# Задание
Допишите продолжение отрывка о прошении узника Петропавловской крепости, начиная сразу после его последнего предложения.

# Отрывок со страницы

========

Граф Лорис-Меликов точно так же, как и шеф жандармов генерал Черевин, не находил препятствий для доставления мне периодических изданий за прошлый год; из объяснений с ними я заключил, что они оба пребывали в уверенности, что я этими изданиями уже пользуюсь. А между тем никаких прошлогодних журналов сюда не доставляется с тех пор, как в 1876 году мне было запрещено брать их от смотрителя Трубецкой тюрьмы из общей крепостной библиотеки. Если это запрещение не может быть снято, то не будет ли позволено комендантскому управлению снабжать меня прошлогодними периодическими изданиями другим способом.
Обо всем этом я прошу Вас, генерал, ходатайствовать пред господином министром внутренних дел. При сем, предполагая, что новое учреждение проникнуто и духом новым, я льщу себя надеждой, что теперь все дозволенное мне высшей властью не будет уже ограничиваемо и парализуемо превратным пониманием и небрежностью исполнителей.
Заключенный в Алексеевском равелине Петропавловской крепости
Это обращение не дало осязаемых результатов.

========

# Записанные данные
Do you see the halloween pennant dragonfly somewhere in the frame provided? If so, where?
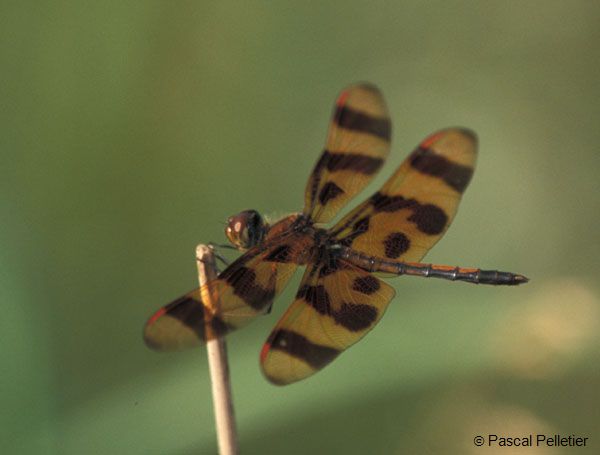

========

# Ответ к заданию
12
Но в то время, когда правительство в лице Третьего отделения и крепостного начальства торжествовало, казалось, свою победу над пленником Алексеевского равелина, когда оно довело утеснение его до последних пределов скорби, пленник, скованный по рукам и ногам, не сдавался. Правда, он замолк, притих, но в могильной тишине каземата он готовил новое восстание против власти. Там, где не должно было раздаваться человеческой речи, где молчание равелина по временам прорезывали безумные вопли Бейдемана, там, где беззвучно двигались по коридору тени часовых и присяжных, обреченных на безмолвие так же, как и находившиеся под их присмотром узники, Нечаев нашел наконец друзей. Под властным влиянием гневных, горячих и полных человеческой правды речей узника таяли и исчезали тени, двигавшиеся бесшумно и автоматически, и под серыми солдатскими мундирами оказывались люди, облеченные плотью и кровью, способные отдаться чувству сострадания и ощутить суровую справедливость дела жизни заключенного. Часовые, по инструкции, не смели говорить с арестованным, присяжные унтер-офицеры не имели права «принимать от него какие-либо разговоры и вступать с ним в разговор». Но ни жандармы, ни солдаты не в состоянии были вынести заклятья молчанием; тянулось время, и они начали уступать настояниям узника и входить с ним в разговоры. Этого было довольно для Нечаева.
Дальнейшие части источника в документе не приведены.